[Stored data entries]
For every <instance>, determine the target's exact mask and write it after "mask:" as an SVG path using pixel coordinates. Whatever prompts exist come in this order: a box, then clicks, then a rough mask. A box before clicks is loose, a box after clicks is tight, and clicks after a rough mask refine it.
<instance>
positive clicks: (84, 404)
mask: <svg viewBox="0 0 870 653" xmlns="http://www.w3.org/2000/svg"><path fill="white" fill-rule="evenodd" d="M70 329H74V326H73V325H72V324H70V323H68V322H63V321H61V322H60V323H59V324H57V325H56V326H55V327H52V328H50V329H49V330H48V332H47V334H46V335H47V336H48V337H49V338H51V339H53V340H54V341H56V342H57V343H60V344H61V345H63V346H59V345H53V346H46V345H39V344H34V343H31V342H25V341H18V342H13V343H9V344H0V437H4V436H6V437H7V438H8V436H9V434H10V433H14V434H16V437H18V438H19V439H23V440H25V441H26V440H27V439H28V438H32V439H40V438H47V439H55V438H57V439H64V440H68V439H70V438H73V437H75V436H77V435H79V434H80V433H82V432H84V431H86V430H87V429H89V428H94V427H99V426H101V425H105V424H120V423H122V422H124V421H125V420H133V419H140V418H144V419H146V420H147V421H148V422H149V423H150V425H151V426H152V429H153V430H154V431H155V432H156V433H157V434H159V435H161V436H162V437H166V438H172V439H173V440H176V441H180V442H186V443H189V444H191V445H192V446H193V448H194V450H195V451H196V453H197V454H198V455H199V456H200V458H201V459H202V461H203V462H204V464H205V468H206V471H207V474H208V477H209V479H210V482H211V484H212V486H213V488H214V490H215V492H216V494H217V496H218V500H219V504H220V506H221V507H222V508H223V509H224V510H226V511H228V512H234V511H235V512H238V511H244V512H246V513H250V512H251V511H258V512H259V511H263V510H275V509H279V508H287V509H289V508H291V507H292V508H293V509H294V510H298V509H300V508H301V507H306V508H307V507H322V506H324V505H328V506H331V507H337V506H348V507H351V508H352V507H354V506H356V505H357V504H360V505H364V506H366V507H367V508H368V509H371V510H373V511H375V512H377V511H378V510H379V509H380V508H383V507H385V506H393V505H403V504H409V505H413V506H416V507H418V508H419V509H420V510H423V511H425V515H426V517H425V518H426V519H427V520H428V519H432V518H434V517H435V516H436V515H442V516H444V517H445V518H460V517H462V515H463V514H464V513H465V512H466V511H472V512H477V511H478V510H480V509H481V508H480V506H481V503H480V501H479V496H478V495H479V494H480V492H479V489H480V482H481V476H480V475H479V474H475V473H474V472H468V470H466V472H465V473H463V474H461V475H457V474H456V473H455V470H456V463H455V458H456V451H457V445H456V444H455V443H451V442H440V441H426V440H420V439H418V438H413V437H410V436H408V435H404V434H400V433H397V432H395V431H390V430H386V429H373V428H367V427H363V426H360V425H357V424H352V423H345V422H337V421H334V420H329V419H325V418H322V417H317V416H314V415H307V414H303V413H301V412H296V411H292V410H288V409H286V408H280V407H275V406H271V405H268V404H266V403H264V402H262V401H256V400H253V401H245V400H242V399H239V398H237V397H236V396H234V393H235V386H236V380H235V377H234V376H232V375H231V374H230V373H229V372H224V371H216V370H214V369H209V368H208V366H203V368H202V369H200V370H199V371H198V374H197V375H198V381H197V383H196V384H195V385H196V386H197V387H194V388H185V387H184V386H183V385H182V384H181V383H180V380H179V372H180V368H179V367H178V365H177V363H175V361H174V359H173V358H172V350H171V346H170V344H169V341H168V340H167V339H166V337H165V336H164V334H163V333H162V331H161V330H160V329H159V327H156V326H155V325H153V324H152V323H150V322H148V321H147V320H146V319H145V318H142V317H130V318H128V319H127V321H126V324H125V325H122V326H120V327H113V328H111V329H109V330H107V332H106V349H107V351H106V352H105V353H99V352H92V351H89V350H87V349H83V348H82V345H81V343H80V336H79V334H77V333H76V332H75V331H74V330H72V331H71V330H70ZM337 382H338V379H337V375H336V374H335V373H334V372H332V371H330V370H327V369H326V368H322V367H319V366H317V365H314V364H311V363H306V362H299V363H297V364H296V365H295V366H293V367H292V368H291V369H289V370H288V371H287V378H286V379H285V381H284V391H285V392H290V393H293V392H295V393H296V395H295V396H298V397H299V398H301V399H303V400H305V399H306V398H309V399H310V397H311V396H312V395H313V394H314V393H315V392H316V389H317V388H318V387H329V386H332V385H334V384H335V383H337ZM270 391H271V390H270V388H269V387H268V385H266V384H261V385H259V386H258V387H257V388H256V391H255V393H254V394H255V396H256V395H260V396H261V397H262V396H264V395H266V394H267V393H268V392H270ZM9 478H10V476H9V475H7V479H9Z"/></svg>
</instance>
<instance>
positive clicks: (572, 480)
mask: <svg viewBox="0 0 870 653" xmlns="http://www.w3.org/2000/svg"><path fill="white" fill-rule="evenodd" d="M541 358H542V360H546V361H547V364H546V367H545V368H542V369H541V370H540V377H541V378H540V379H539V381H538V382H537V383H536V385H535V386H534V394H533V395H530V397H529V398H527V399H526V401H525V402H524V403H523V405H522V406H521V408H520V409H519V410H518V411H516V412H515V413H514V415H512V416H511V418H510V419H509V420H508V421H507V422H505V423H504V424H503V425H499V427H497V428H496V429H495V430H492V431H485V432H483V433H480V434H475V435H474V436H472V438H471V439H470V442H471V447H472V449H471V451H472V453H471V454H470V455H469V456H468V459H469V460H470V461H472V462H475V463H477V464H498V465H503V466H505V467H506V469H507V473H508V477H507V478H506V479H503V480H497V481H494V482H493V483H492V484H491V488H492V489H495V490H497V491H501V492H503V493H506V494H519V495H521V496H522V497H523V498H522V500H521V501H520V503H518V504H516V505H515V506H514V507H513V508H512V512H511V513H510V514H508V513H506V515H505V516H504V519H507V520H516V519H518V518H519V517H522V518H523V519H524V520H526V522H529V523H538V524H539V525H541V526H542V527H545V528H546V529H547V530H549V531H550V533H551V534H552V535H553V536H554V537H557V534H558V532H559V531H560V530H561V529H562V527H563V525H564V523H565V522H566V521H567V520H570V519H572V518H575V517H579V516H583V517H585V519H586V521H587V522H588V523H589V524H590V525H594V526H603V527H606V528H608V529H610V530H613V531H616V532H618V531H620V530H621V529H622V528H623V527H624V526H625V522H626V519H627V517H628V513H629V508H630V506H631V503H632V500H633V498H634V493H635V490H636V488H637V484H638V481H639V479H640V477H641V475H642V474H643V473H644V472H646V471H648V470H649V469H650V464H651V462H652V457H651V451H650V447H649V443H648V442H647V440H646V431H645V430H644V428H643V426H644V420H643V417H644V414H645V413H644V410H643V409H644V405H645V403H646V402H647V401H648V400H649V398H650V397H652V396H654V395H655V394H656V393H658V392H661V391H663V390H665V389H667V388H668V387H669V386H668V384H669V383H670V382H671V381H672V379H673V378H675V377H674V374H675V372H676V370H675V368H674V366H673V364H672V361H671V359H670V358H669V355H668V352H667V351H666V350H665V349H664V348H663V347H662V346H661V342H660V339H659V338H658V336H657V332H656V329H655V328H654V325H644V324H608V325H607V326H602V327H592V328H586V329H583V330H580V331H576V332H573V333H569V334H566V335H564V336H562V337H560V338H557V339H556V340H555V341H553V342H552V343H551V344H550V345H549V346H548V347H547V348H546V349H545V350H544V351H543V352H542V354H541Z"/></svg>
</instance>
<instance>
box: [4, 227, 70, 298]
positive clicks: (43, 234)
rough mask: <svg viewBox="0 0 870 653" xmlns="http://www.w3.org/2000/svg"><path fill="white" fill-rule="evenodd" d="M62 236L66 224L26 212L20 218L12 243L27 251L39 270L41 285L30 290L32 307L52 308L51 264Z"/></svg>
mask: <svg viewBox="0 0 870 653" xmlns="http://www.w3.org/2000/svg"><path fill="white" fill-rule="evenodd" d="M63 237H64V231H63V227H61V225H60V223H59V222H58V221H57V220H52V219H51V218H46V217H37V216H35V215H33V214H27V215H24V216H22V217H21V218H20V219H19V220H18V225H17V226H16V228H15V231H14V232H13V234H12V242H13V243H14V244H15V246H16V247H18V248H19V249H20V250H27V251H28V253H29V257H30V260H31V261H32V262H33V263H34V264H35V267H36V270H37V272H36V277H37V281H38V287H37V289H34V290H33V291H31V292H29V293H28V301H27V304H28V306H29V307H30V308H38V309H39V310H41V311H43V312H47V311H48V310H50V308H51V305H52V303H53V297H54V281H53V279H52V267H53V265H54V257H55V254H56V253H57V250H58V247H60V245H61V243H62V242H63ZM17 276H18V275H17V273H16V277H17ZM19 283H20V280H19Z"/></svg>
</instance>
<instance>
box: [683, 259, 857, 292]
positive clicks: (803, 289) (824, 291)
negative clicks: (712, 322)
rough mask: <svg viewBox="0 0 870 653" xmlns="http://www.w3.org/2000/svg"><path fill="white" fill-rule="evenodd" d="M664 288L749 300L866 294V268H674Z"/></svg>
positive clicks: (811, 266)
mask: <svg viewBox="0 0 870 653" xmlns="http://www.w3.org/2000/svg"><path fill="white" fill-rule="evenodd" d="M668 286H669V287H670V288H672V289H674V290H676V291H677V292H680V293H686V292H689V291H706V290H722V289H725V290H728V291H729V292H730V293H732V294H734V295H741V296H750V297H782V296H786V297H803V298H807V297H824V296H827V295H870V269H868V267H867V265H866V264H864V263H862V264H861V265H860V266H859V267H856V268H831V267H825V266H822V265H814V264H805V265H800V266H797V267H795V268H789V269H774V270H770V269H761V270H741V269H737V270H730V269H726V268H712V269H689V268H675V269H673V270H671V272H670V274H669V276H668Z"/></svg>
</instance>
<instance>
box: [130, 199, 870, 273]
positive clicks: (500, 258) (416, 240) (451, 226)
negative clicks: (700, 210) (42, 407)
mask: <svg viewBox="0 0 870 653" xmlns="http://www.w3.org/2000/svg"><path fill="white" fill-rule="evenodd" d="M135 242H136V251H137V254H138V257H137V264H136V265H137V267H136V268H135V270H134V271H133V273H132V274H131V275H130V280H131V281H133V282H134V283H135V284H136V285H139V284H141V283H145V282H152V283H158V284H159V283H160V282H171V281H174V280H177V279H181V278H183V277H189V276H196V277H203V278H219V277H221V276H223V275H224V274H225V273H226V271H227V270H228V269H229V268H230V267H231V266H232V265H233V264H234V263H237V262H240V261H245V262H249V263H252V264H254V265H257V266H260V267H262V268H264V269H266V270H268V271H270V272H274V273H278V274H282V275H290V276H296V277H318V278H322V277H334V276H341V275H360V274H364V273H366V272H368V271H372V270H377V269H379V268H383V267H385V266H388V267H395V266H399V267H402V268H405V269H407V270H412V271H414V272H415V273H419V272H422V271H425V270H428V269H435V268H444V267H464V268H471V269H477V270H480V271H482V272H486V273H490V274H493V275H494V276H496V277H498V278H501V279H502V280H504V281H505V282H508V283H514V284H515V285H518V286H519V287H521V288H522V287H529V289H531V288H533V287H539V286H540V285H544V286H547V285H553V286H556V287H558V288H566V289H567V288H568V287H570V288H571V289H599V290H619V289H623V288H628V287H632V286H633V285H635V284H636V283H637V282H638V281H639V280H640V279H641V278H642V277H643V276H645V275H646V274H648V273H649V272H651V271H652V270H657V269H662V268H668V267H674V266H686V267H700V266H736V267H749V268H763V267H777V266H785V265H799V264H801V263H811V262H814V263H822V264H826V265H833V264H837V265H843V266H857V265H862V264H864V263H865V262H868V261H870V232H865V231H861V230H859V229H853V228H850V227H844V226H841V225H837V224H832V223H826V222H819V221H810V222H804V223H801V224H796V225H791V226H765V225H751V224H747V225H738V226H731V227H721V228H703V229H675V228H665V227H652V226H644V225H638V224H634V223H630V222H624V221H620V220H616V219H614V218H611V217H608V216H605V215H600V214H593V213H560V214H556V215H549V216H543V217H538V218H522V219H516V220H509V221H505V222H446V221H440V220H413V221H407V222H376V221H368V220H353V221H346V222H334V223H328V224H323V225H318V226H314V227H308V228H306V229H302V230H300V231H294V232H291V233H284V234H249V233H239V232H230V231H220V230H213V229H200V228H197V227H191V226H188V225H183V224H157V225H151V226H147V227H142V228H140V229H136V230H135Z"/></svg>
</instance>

INSTRUCTIONS TO FOLLOW => Rewrite the entries from their beginning through the line that contains "positive clicks: (84, 404)", changing "rough mask" to "coarse mask" and leaving everything else the same.

REPLY =>
For every <instance>, determine the target's exact mask and write it after "mask:" as an SVG path using pixel coordinates. Whatever prompts exist come in this order: a box, then clicks, then a coarse mask. A box before clicks is loose, a box after clicks is tight, and clicks after a coarse mask refine it.
<instance>
positive clicks: (84, 404)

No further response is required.